* PAGE EXCERPT:

________

I characterise that as part of the work that the National Archives of Scotland is starting to do—we will take on the data from the existing registers to pre-populate the new register if the bill is passed. Part of the work will be to clean up the data, which will be a long-term task that may take several years. In fact, I would not really like to give any indication of how long it will be before we can be certain about the definitions and names of particular tartans. It may be that the experts will remain in disagreement for a long time to come.

That is one reason why the register is a good thing to establish. It will be a starting point, and it will act as a stimulus to further academic research into tartans and how they have evolved.

I want to follow on from that point. Is it the intention to prevent any new registers from being formed? Will we be able to prevent someone from establishing a new commercial tartan register of their own?

Michael McElhinney:

It is beyond the scope of the bill to seek to do that. The bill builds in flexibility for existing or future collections to be incorporated in the register as they emerge. We are essentially working with the two main registers in Scotland. Looking forward, if there are other registers or repositories of tartan that the keeper deems may enhance or deepen the repository and value of the archive that the national register holds, there will be scope to take them into account and include them in the register. However, there is no provision to stop anyone continuing to run a register, or to prevent someone from setting one up.

Dave Thompson:

Someone could decide to set up another register. You are absorbing the two registers that exist—they are co-operating to create the new register—but if someone decided to set up a register in the future, there would be nothing to prevent their doing that.

How would you regard any power to compel people to register tartans with the new register, or will we remain in the situation in which commercial organisations and others can create tartans and not register them? There may be a plethora of tartans outwith the registration system.

Michael McElhinney:

Registration of tartan will be entirely voluntary, as it is with the registers that exist at the moment. Registration does not confer any intellectual property rights, copyright or designer protection. There is no requirement to register a tartan with existing private sector registers. People come forward voluntarily to do so, and the new register will operate more sustainably and formally in the same spirit—albeit that it will be on a statutory footing—in the National Archives of Scotland.

If not everything will be co-ordinated, what advantage will we get from setting up a new register, at a cost of £100,000 a year, over what there is now and what might develop in the future?

George MacKenzie:

As Michael McElhinney said, we cannot prevent the setting up of other registers in the future, nor can we compel people to register tartans. Our aim is to create a single official register that is efficient and definitive and which will attract the profile of being the preferred place to register tartans. We have to do things by encouragement rather than by compulsion. That is the way forward.

________

* DATA ENTRIES:

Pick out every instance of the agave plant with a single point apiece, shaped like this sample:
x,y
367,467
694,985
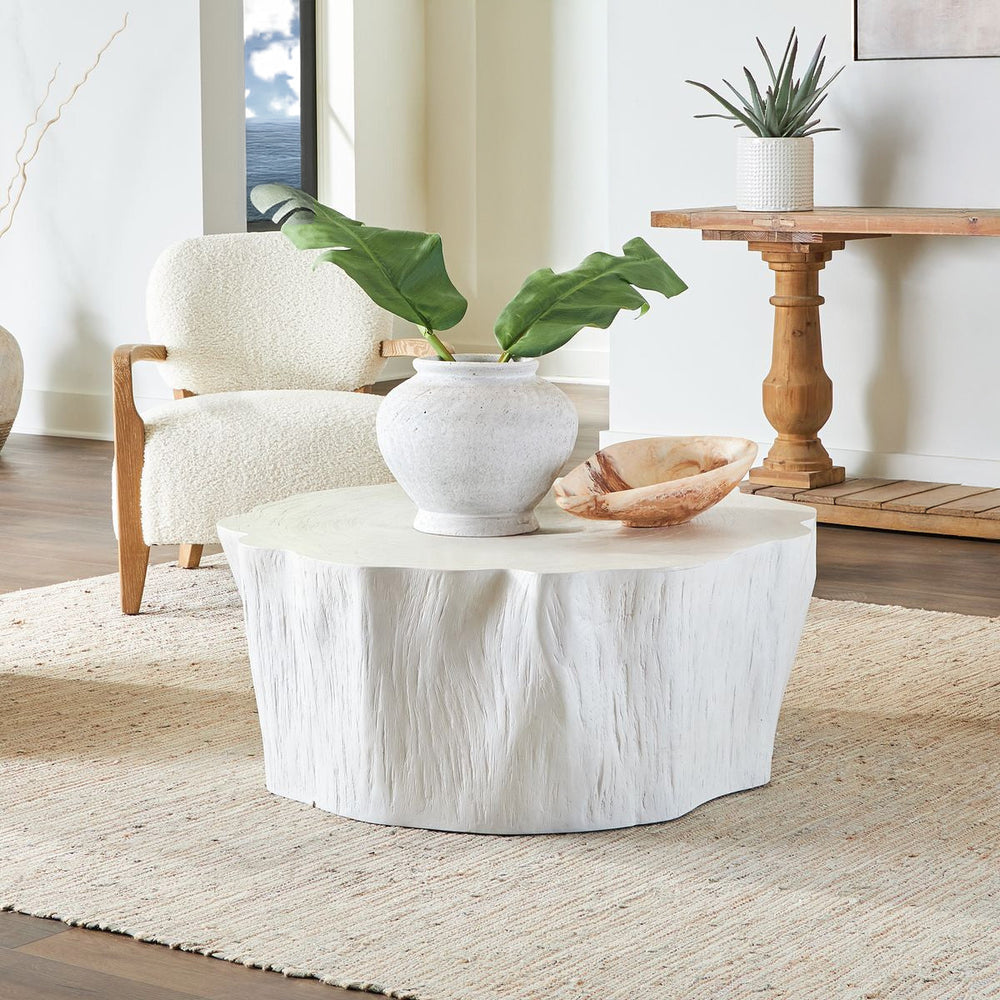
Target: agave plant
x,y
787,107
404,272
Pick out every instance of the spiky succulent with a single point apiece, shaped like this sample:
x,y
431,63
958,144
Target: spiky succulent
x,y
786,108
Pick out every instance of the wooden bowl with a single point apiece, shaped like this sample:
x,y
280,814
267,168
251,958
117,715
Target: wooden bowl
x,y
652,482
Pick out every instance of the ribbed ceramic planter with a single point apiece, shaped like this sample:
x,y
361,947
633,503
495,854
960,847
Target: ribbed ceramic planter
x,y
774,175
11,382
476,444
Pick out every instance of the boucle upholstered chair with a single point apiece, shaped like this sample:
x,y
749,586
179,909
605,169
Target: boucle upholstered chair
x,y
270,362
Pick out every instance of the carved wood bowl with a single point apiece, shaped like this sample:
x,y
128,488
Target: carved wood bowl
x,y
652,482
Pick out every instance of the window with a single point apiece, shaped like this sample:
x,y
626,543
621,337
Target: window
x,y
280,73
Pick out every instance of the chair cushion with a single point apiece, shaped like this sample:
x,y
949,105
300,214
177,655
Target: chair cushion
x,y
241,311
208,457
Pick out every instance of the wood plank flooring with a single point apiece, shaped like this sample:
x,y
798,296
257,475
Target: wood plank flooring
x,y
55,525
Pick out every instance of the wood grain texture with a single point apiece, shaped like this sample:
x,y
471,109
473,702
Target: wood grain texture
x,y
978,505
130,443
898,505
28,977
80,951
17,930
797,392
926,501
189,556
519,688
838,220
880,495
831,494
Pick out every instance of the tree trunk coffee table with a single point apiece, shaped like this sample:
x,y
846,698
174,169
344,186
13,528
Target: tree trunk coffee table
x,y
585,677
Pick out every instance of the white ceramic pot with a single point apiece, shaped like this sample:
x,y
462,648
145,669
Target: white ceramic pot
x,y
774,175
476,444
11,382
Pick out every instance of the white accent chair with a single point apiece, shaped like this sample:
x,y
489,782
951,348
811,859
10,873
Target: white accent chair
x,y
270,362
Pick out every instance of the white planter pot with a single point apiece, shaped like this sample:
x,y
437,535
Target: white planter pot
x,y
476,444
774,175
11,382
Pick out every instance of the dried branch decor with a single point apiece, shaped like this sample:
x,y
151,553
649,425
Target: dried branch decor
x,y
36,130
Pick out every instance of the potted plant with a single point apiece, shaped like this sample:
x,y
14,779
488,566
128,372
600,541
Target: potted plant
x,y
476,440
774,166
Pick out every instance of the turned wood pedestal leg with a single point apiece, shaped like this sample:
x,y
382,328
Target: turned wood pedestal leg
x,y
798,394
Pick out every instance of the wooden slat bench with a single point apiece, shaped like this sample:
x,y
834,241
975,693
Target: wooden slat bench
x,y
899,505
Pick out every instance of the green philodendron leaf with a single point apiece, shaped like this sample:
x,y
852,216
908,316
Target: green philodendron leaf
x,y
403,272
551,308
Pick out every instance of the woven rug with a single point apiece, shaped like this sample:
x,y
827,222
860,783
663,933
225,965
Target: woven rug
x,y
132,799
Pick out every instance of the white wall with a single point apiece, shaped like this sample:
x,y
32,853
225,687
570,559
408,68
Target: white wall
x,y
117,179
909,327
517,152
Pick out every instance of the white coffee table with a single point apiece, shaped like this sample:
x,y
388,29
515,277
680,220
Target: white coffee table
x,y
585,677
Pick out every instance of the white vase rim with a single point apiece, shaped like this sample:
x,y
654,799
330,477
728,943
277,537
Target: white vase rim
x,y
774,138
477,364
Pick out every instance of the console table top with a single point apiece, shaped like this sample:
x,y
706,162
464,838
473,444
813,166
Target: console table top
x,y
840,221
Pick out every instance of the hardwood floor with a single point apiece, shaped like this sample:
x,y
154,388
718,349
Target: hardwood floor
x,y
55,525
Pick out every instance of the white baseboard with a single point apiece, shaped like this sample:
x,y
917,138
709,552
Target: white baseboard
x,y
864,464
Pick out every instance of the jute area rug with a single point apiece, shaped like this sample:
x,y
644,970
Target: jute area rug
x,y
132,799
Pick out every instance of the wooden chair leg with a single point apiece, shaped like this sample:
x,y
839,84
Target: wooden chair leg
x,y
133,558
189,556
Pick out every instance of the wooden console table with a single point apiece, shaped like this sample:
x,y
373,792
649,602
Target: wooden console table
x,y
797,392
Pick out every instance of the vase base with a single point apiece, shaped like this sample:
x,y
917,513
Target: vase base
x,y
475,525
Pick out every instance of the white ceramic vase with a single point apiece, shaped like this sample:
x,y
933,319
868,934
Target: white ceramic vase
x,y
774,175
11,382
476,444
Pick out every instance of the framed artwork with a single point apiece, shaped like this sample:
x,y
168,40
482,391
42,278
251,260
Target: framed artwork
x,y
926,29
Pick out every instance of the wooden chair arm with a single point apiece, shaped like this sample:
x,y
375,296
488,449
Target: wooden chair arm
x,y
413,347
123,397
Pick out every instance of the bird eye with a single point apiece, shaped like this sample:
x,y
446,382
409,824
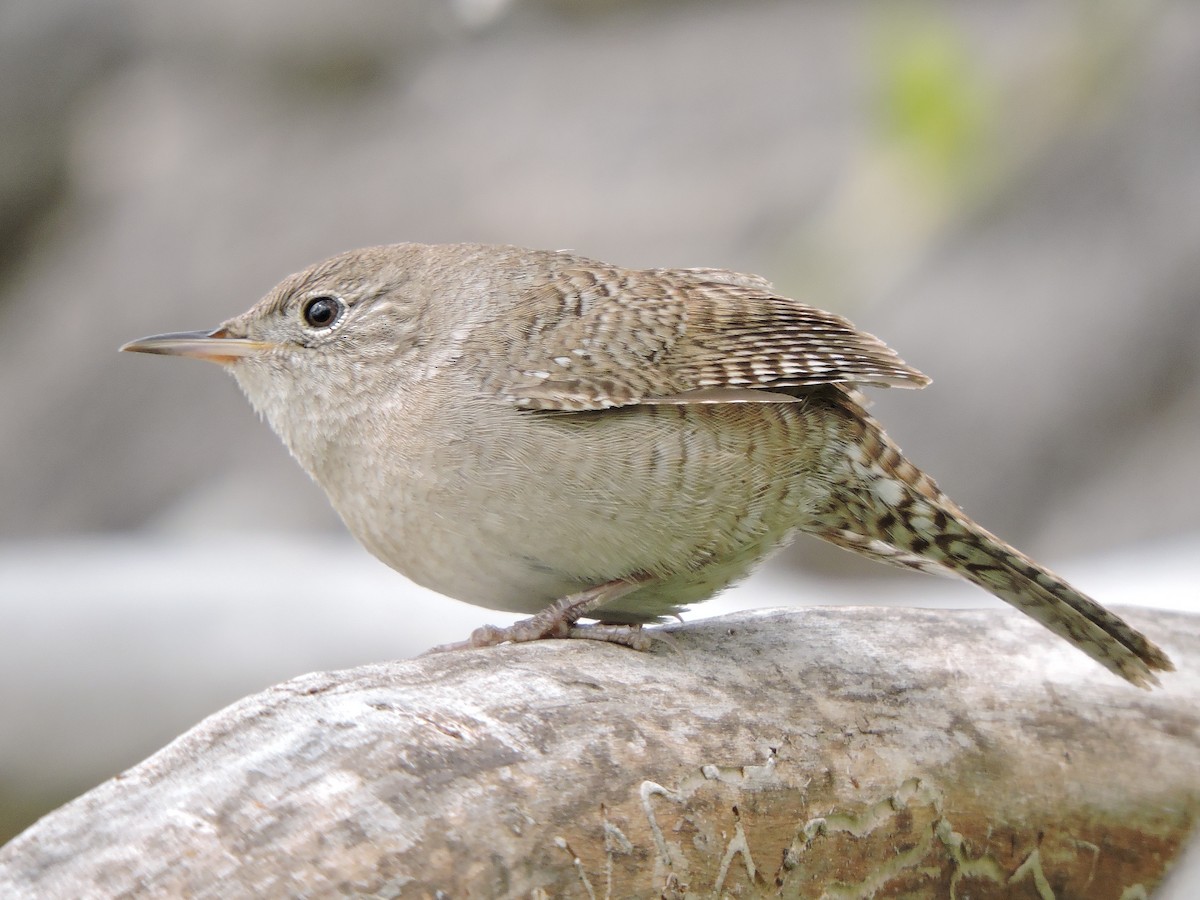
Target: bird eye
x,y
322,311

________

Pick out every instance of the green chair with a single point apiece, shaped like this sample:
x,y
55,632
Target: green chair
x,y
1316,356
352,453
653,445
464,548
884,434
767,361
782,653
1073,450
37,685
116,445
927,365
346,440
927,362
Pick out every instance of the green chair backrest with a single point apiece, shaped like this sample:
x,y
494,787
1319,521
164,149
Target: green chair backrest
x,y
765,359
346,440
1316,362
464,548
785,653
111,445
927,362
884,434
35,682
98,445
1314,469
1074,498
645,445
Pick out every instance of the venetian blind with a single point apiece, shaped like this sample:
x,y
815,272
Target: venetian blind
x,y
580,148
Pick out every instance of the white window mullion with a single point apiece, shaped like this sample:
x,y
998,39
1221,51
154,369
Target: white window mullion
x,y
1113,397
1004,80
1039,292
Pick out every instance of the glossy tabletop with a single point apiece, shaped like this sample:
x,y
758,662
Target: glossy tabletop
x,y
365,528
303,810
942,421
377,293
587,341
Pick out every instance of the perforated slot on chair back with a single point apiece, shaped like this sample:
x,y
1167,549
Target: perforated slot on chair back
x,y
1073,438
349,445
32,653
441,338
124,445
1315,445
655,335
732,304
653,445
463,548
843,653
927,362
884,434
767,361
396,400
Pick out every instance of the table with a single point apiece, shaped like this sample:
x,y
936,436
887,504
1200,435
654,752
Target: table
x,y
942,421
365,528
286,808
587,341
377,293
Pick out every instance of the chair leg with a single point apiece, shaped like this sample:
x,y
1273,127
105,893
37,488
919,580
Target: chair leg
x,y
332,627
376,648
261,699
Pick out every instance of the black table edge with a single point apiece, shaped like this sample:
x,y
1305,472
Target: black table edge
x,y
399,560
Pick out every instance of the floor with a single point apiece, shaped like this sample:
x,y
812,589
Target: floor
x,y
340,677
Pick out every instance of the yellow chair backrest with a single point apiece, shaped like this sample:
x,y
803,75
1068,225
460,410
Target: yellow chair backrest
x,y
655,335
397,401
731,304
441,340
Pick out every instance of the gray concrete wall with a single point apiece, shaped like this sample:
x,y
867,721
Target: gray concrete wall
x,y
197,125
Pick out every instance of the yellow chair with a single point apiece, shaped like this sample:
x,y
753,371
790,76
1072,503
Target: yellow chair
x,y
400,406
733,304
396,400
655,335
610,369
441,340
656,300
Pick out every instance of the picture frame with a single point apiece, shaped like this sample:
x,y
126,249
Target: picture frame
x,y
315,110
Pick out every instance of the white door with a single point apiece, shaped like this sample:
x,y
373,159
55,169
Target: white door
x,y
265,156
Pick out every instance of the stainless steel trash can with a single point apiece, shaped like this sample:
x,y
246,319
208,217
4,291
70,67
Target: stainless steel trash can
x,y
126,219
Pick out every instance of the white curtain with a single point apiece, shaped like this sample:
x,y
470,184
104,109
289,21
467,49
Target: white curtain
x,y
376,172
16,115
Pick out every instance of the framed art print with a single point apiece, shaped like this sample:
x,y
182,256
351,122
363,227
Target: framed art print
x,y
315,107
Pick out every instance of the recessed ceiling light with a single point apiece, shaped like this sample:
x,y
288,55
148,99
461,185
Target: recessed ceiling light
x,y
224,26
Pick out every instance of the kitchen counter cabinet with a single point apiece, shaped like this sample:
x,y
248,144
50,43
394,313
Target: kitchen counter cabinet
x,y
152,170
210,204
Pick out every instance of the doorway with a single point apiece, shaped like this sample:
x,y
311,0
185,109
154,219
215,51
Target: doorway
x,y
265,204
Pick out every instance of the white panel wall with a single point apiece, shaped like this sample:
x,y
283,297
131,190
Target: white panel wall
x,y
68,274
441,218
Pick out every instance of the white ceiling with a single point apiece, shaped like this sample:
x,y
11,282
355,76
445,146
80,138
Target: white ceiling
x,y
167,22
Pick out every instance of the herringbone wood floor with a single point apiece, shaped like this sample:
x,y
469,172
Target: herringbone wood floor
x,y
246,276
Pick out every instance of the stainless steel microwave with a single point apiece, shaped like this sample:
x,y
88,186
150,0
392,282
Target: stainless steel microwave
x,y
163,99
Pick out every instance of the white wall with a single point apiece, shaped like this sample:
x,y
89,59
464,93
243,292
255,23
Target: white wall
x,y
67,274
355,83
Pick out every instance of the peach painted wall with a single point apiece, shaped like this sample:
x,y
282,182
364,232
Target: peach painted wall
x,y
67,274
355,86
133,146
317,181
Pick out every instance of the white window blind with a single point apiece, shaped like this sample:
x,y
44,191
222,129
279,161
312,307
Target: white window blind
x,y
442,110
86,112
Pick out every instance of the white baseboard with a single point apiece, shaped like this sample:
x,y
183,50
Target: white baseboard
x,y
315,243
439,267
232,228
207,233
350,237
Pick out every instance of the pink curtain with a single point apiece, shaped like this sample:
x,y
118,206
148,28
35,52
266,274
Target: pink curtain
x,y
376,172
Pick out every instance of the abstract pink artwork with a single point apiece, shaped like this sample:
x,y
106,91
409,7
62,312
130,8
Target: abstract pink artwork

________

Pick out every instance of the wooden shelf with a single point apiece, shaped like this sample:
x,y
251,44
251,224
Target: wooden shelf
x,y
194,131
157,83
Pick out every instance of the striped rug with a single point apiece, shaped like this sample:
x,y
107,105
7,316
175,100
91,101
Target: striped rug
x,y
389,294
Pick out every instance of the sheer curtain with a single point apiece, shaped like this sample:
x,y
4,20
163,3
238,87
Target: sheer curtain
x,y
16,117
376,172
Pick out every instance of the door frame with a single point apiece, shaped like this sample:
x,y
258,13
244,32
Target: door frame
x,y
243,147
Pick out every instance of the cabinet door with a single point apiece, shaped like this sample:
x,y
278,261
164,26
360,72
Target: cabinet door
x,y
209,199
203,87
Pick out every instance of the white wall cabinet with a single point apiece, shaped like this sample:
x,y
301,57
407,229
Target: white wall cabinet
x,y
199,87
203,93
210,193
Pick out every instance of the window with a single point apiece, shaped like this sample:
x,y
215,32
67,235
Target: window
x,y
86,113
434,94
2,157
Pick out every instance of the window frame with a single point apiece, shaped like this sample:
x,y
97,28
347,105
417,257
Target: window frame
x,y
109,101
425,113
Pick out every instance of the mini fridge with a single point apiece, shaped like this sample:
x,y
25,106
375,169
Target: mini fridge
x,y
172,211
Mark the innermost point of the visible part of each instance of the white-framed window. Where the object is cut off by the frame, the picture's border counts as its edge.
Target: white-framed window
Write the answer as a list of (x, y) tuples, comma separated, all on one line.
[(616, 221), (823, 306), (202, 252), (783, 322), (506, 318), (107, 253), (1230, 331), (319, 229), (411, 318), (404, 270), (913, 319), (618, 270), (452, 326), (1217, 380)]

________

* TASK OBJECTIVE:
Rewrite the passage of the tartan register text that opens with the words "I characterise that" and closes with "they have evolved.", changing every "tartans" to "tartan patterns".

* ANSWER FOR THIS EXERCISE:
I characterise that as part of the work that the National Archives of Scotland is starting to do—we will take on the data from the existing registers to pre-populate the new register if the bill is passed. Part of the work will be to clean up the data, which will be a long-term task that may take several years. In fact, I would not really like to give any indication of how long it will be before we can be certain about the definitions and names of particular tartan patterns. It may be that the experts will remain in disagreement for a long time to come.

That is one reason why the register is a good thing to establish. It will be a starting point, and it will act as a stimulus to further academic research into tartan patterns and how they have evolved.